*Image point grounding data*

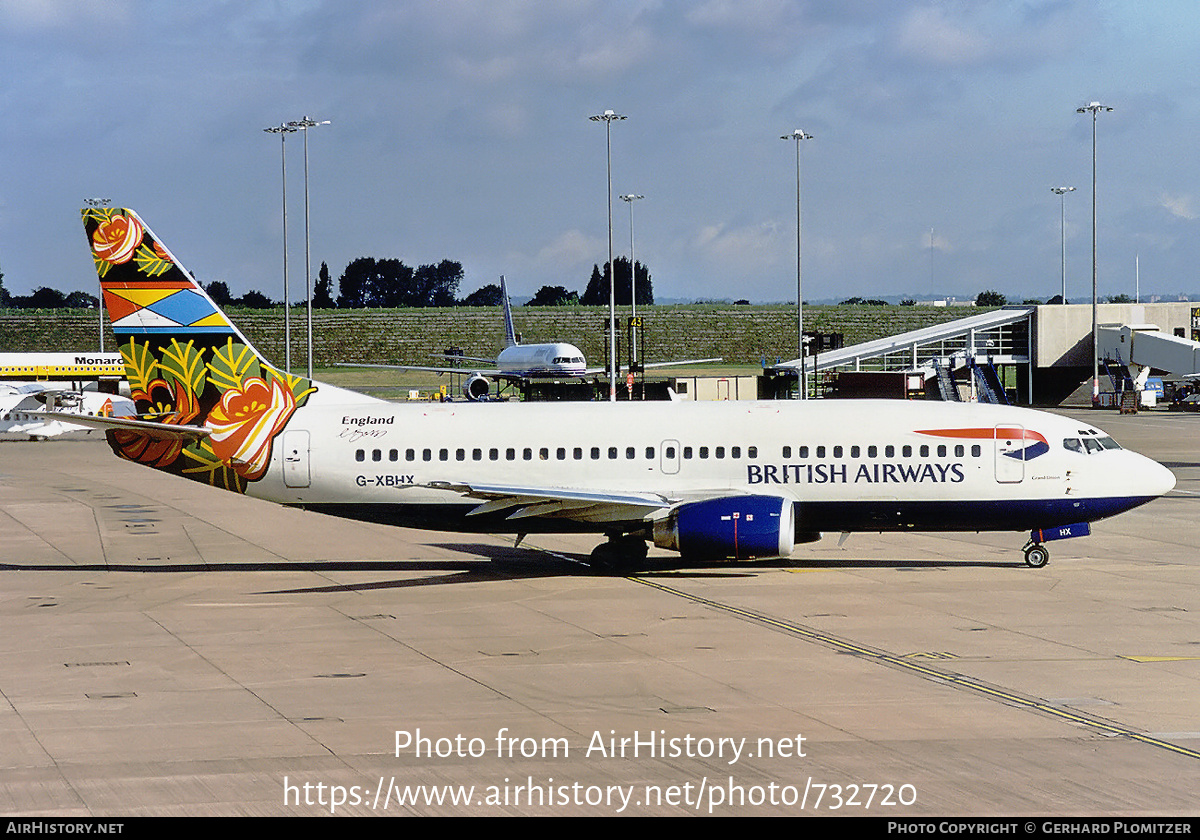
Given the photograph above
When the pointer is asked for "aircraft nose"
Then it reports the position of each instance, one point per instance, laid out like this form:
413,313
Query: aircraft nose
1161,479
1150,479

*ACTIVITY*
Beginning at the line that holds "Then it reports", reproduce the lines exactly up to and including the final line of the entries.

*RESULT FOR THIS EXERCISE*
Then it reports the position of each instance, one point per instance, laid out like this form:
413,313
Query: aircraft nose
1161,479
1150,479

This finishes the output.